_Text excerpt_
On the Oricon Singles Chart, "Shūketsu no Sono e" debuted at its peak of number seven for the week dated May 4, 2009, selling 14,865 copies in its first week. The single remained on the weekly chart for 24 weeks and sold 43,588 copies. It also topped Recochoku's 2009 annual Anime/Game Full ranking, which covered the period from December 1, 2008, to November 30, 2009. The Recording Industry Association of Japan (RIAJ) certified the song Gold for 100,000 downloads in May 2009. The association upgraded the song to Platinum for 250,000 downloads in June 2010 and to Double Platinum for 500,000 downloads in January 2015. In 2023, "Shūketsu no Sono e" ranked eighth among the most frequently performed songs by voice actors on Daiichikosho's DAM karaoke system, based on performances recorded from January through March.

(Segmentation labeling entries)

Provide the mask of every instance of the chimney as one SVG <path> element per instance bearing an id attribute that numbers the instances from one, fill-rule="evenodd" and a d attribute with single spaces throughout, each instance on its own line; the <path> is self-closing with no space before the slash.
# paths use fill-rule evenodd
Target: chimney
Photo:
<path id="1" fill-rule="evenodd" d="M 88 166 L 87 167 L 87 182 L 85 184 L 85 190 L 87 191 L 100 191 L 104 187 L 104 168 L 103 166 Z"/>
* * *
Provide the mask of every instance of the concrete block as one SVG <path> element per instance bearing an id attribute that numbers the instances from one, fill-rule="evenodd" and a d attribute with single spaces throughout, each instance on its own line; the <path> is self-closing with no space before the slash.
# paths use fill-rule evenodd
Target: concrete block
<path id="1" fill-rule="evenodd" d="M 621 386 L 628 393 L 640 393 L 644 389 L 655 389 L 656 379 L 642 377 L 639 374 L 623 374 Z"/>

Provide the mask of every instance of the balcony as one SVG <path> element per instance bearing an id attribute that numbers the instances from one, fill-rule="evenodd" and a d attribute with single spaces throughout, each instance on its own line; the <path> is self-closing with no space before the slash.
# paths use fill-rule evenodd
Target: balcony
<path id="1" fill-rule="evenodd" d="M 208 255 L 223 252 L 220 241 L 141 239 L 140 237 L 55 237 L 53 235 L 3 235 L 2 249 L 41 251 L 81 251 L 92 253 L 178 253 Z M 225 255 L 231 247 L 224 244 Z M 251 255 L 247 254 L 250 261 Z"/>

_What is asked_
A – From the records, copy out everything from the line containing "Provide the mask of every instance of the balcony" down to the line containing "208 255 L 223", both included, reproducing each line without changes.
B – Write what comes next in the text on the chart performance of "Shūketsu no Sono e," picking up after its final sentence.
The text and the records have no connection to one another.

_Task answers_
A –
Provide the mask of every instance of the balcony as one SVG <path> element per instance bearing an id attribute that numbers the instances from one, fill-rule="evenodd" and a d attribute with single spaces throughout, each instance on its own line; the <path> is self-closing with no space before the slash.
# paths use fill-rule evenodd
Target: balcony
<path id="1" fill-rule="evenodd" d="M 208 255 L 223 252 L 220 241 L 141 239 L 140 237 L 55 237 L 53 235 L 3 235 L 2 249 L 41 251 L 81 251 L 92 253 L 178 253 Z M 225 255 L 231 247 L 224 244 Z M 251 255 L 247 254 L 250 261 Z"/>

B –
== Track listing ==

CD single/digital release track listing
| No. | Title | Length |
|---|---|---|
| 1. | "Shūketsu no Sono e" | 5:03 |
| 2. | "Shūketsu no Sono e" (Ayanami ver.) | 5:30 |
| 3. | "Shūketsu no Sono e" (off vocal version) | 5:03 |
| 4. | "Shūketsu no Sono e" (Ayanami ver. (off vocal version)) | 5:28 |

== Personnel==
Credits adapted from the liner notes of the CD single.

- Megumi Hayashibara – vocals
- Gō Takahashi – arrangements
- Takahiro Shutō – guitar
- Yoshiaki Kanamori – bass
- Gen Ittetsu Strings – strings
- Keiji Kondō – recording, mixing
- Hiroyuki Tsuji – mastering
- Toshimichi Ōtsuki – executive producer

== Charts ==

=== Weekly charts ===

Weekly chart performance for "Shūketsu no Sono e" (2009)
| Chart (2009) | Peak position |
|---|---|
| Japan (Oricon) | 7 |
| Japan Hot 100 (Billboard Japan) | 39 |
| Japan Top Singles Sales (Billboard Japan) | 8 |

=== Year-end charts ===

Year-end chart performance for "Shūketsu no Sono e"
| Chart (2009) | Position |
|---|---|
| Japan (Oricon) | 150 |

== Certifications ==

| Region | Certification | Certified units/sales |
| Japan (RIAJ) Digital | 2× Platinum | 500,000^{*} |
^{*} Sales figures based on certification alone.